[Position identification lines]
********************

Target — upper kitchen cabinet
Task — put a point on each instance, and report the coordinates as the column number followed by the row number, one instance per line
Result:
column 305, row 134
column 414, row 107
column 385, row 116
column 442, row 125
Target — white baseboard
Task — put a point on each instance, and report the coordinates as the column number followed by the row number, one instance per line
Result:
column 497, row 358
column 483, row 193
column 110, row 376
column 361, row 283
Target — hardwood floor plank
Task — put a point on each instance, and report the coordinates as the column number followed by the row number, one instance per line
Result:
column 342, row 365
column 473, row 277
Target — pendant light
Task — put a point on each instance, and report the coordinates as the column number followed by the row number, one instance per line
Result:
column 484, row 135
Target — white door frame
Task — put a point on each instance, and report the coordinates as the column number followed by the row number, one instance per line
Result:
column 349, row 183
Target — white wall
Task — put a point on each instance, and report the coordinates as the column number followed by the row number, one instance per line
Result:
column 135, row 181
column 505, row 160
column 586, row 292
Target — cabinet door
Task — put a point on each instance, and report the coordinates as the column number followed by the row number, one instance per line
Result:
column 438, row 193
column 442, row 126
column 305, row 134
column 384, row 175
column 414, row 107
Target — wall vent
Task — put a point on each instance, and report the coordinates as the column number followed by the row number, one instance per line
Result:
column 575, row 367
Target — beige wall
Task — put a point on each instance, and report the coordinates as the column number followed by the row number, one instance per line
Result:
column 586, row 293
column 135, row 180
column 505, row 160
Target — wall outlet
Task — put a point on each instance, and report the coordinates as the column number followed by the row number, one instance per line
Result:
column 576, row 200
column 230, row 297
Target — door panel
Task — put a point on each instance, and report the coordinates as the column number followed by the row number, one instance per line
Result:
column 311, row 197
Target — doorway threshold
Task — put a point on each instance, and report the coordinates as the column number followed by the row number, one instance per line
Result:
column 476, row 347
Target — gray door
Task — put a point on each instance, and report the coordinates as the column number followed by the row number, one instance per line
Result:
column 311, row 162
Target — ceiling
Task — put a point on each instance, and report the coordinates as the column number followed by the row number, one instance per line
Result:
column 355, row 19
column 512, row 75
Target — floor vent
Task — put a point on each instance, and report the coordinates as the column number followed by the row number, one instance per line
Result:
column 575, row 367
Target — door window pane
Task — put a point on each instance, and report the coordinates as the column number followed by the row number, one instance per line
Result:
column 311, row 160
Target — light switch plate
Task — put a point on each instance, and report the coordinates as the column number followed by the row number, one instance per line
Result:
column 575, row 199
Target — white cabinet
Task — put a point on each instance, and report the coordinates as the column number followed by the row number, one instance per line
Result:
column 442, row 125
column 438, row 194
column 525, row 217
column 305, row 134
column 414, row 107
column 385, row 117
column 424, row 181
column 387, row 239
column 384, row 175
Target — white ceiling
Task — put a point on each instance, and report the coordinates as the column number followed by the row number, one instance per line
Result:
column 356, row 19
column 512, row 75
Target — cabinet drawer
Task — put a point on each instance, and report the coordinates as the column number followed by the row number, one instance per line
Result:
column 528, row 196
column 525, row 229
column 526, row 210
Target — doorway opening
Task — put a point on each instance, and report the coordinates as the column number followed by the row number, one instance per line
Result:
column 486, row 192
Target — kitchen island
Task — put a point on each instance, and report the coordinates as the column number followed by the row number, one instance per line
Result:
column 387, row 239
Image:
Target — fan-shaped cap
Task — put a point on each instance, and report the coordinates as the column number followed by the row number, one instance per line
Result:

********************

_Directive_:
Convert these lines into a Markdown table with two columns, No. and Line, that numbers each row and leaves out any blank lines.

_Solution for this exercise_:
| No. | Line |
|---|---|
| 1 | Target — upper kitchen cabinet |
| 2 | Task — put a point on each instance, and report the coordinates as the column number followed by the row number, one instance per line |
| 3 | Result: |
| 4 | column 305, row 134 |
| 5 | column 414, row 107 |
| 6 | column 385, row 116 |
| 7 | column 442, row 125 |
| 8 | Target — white baseboard |
| 9 | Task — put a point on each instance, and report the coordinates as the column number followed by the row number, one instance per line |
| 10 | Result: |
| 11 | column 497, row 358 |
| 12 | column 483, row 193 |
| 13 | column 110, row 376 |
| 14 | column 361, row 283 |
| 15 | Target — hardwood floor plank |
| 16 | Task — put a point on each instance, and report the coordinates as the column number followed by the row number, one instance per line |
| 17 | Result: |
| 18 | column 342, row 365 |
| 19 | column 473, row 277 |
| 20 | Target — pendant light |
| 21 | Task — put a point on each instance, and report the coordinates as the column number followed by the row number, one instance per line |
| 22 | Result: |
| 23 | column 484, row 135 |
| 24 | Target — white door frame |
| 25 | Task — put a point on each instance, and report the coordinates as the column number followed by the row number, one instance per line |
| 26 | Result: |
| 27 | column 349, row 183 |
| 28 | Target — white wall |
| 29 | Task — put a point on each instance, and report the coordinates as the column number followed by the row number, one instance per line |
| 30 | Result: |
| 31 | column 135, row 181 |
| 32 | column 505, row 160 |
| 33 | column 586, row 292 |
| 34 | Target — cabinet door |
| 35 | Task — put a point on each instance, and report the coordinates as the column number followed by the row number, one instance per line |
| 36 | Result: |
| 37 | column 438, row 193 |
| 38 | column 442, row 126 |
| 39 | column 305, row 134 |
| 40 | column 384, row 175 |
| 41 | column 414, row 107 |
| 42 | Target — wall vent |
| 43 | Task — put a point on each instance, and report the coordinates as the column number followed by the row number, one instance per line |
| 44 | Result: |
| 45 | column 575, row 367 |
| 46 | Target — beige wall |
| 47 | Task — put a point on each instance, and report the coordinates as the column number followed by the row number, one instance per line |
| 48 | Result: |
| 49 | column 586, row 293 |
| 50 | column 135, row 180 |
| 51 | column 505, row 160 |
| 52 | Target — wall outlet |
| 53 | Task — put a point on each instance, and report the coordinates as the column number followed by the row number, one instance per line |
| 54 | Result: |
| 55 | column 576, row 200 |
| 56 | column 230, row 297 |
| 57 | Target — door panel |
| 58 | Task — put a point on each instance, and report the coordinates as the column number followed by the row number, one instance per line |
| 59 | Result: |
| 60 | column 311, row 197 |
| 61 | Target — doorway threshold |
| 62 | Task — put a point on each instance, and report the coordinates as the column number followed by the row number, one instance per line |
| 63 | Result: |
| 64 | column 476, row 347 |
| 65 | Target — gray door |
| 66 | Task — put a point on each instance, and report the coordinates as the column number followed by the row number, one instance per line |
| 67 | Result: |
| 68 | column 311, row 162 |
| 69 | Target — ceiling |
| 70 | Task — put a point on each instance, and report the coordinates as the column number followed by the row number, one instance per line |
| 71 | Result: |
| 72 | column 355, row 19 |
| 73 | column 512, row 75 |
| 74 | Target — floor vent |
| 75 | Task — put a point on each instance, and report the coordinates as the column number followed by the row number, one instance per line |
| 76 | Result: |
| 77 | column 575, row 367 |
| 78 | Target — door window pane |
| 79 | Task — put a point on each instance, and report the coordinates as the column number followed by the row number, one instance per line |
| 80 | Result: |
| 81 | column 311, row 160 |
| 82 | Target — light switch plate |
| 83 | Task — put a point on each instance, and report the coordinates as the column number followed by the row number, one instance per line |
| 84 | Result: |
| 85 | column 575, row 199 |
| 86 | Target — white cabinet |
| 87 | Task — put a point on each instance, and report the coordinates as the column number followed by the row number, one instance per line |
| 88 | Result: |
| 89 | column 442, row 125 |
| 90 | column 438, row 194 |
| 91 | column 525, row 217 |
| 92 | column 305, row 134 |
| 93 | column 414, row 107 |
| 94 | column 385, row 117 |
| 95 | column 424, row 181 |
| 96 | column 387, row 239 |
| 97 | column 384, row 175 |
| 98 | Target — white ceiling |
| 99 | Task — put a point on each instance, and report the coordinates as the column number followed by the row number, one instance per line |
| 100 | Result: |
| 101 | column 356, row 19 |
| 102 | column 512, row 75 |
| 103 | Target — cabinet drawer |
| 104 | Task — put a point on each instance, and report the coordinates as the column number followed by the row number, one instance per line |
| 105 | Result: |
| 106 | column 528, row 196 |
| 107 | column 525, row 229 |
| 108 | column 526, row 210 |
| 109 | Target — doorway opening |
| 110 | Task — put a point on each instance, and report the coordinates as the column number followed by the row number, one instance per line |
| 111 | Result: |
| 112 | column 486, row 192 |
| 113 | Target — kitchen island |
| 114 | Task — put a point on each instance, and report the coordinates as the column number followed by the row number, one instance per line |
| 115 | Result: |
| 116 | column 387, row 239 |
| 117 | Image: |
| 118 | Target — fan-shaped cap |
| 119 | Task — put a point on each instance, and report the coordinates as the column number followed by the row number, one instance per line |
| 120 | Result: |